» SET PROBLEM:
Put the lines of the material between the one holding "the green metal" and the one holding "pixel 555 185", inclusive, into a numbered list, leaving out blank lines. Include only those lines.

» PROVIDED ENTRIES:
• • • • • • •
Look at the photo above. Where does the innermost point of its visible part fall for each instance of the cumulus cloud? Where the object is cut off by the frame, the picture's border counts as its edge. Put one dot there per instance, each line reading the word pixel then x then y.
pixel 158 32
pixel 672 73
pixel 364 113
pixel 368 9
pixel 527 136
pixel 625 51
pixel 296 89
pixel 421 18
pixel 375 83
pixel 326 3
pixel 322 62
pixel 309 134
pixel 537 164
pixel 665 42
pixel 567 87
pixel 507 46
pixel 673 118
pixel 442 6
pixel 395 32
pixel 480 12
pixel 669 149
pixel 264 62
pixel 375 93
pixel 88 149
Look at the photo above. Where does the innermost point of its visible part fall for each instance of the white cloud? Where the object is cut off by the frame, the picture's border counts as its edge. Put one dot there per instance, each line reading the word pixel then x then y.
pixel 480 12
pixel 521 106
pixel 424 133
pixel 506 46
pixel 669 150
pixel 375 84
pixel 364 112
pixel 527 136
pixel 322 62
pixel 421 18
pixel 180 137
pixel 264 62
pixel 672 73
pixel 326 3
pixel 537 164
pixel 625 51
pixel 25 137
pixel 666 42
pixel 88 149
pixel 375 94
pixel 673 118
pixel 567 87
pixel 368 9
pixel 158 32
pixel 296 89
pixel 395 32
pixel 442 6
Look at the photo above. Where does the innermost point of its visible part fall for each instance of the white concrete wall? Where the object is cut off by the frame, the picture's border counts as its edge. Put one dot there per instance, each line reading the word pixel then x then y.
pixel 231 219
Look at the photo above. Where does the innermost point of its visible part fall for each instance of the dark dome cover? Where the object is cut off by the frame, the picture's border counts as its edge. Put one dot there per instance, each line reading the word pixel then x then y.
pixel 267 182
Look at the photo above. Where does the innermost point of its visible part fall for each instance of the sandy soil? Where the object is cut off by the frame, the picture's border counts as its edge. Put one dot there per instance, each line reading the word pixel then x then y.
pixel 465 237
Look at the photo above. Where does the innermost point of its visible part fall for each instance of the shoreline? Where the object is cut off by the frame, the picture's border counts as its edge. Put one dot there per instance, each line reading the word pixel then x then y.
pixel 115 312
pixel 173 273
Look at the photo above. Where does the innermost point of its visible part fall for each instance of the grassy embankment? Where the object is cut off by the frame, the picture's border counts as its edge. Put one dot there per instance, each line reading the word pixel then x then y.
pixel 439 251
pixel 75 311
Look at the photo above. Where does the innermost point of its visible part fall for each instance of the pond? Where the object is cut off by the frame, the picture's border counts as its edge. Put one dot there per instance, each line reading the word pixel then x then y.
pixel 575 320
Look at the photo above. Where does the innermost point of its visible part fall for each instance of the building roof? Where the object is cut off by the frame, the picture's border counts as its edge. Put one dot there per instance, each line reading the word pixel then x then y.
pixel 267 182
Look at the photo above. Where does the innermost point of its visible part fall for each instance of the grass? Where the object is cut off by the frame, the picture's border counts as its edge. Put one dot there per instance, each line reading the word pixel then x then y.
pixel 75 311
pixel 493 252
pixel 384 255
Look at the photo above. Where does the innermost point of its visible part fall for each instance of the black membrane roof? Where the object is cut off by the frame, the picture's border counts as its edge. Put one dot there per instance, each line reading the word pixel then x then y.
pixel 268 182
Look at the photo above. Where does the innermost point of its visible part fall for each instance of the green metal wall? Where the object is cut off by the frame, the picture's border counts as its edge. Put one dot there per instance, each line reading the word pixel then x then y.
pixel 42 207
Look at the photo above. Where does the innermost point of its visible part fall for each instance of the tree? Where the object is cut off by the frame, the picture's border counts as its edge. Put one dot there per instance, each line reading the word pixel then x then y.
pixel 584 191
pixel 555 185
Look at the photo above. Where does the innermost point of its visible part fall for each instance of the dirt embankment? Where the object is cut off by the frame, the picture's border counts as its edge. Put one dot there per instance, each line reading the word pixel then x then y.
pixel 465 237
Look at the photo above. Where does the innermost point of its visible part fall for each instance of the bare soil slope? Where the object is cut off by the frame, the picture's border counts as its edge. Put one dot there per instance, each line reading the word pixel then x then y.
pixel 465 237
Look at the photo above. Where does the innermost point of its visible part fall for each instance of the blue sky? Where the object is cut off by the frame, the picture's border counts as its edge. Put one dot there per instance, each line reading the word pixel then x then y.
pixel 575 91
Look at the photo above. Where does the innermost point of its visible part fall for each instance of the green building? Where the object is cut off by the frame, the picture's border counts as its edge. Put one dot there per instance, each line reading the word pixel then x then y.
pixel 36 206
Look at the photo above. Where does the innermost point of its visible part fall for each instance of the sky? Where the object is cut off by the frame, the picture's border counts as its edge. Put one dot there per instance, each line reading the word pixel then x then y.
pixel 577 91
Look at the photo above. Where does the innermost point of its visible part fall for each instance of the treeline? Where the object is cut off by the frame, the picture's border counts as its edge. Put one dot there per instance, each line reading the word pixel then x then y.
• • • • • • •
» COMPLETE OUTPUT:
1. Look at the photo above. Where does the innermost point of its visible part fall for each instance of the green metal wall? Where the object is cut off by the frame, the picture's border counts as its edge. Put one dot there per instance, each line reading the word pixel then x then y.
2. pixel 42 207
3. Look at the photo above. Where does the innermost point of its visible part fall for each instance of the tree? Where the object is cut off by the frame, the picture's border counts as its edge. Put one dot there per instance, each line reading the word pixel then x then y.
4. pixel 584 191
5. pixel 555 185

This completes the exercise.